TO DO :: Can you convert each line of the rows below into a JSON list of strings, one string per line, with blank lines left out?

TASK INPUT ::
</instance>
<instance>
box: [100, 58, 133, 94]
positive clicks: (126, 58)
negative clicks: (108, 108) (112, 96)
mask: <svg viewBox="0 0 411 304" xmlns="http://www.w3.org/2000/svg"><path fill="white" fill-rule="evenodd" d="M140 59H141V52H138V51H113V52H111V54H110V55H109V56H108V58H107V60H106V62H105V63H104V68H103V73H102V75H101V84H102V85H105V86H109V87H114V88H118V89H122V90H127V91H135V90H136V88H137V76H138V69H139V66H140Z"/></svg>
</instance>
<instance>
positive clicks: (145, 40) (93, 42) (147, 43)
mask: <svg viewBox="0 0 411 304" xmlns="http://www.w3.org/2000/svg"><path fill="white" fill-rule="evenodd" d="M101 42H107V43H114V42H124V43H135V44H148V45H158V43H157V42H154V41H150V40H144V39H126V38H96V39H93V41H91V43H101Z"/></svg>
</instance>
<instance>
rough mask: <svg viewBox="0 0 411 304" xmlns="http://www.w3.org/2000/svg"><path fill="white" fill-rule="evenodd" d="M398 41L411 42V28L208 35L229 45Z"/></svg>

FINISHED EXERCISE ::
[
  "</instance>",
  "<instance>",
  "box: [100, 58, 133, 94]",
  "positive clicks: (126, 58)",
  "negative clicks: (108, 108) (112, 96)",
  "mask: <svg viewBox=\"0 0 411 304\" xmlns=\"http://www.w3.org/2000/svg\"><path fill=\"white\" fill-rule=\"evenodd\" d=\"M140 59H141V52H138V51H113V52H111V54H110V55H109V56H108V58H107V60H106V62H105V63H104V68H103V73H102V75H101V84H102V85H105V86H109V87H114V88H118V89H122V90H127V91H135V90H136V88H137V76H138V69H139V66H140Z\"/></svg>",
  "</instance>",
  "<instance>",
  "positive clicks: (145, 40) (93, 42) (147, 43)",
  "mask: <svg viewBox=\"0 0 411 304\" xmlns=\"http://www.w3.org/2000/svg\"><path fill=\"white\" fill-rule=\"evenodd\" d=\"M101 42H107V43H114V42H124V43H135V44H148V45H158V43H157V42H154V41H150V40H144V39H126V38H96V39H93V41H91V43H101Z\"/></svg>",
  "</instance>",
  "<instance>",
  "rough mask: <svg viewBox=\"0 0 411 304\" xmlns=\"http://www.w3.org/2000/svg\"><path fill=\"white\" fill-rule=\"evenodd\" d=\"M398 41L411 42V28L208 35L229 45Z\"/></svg>"
]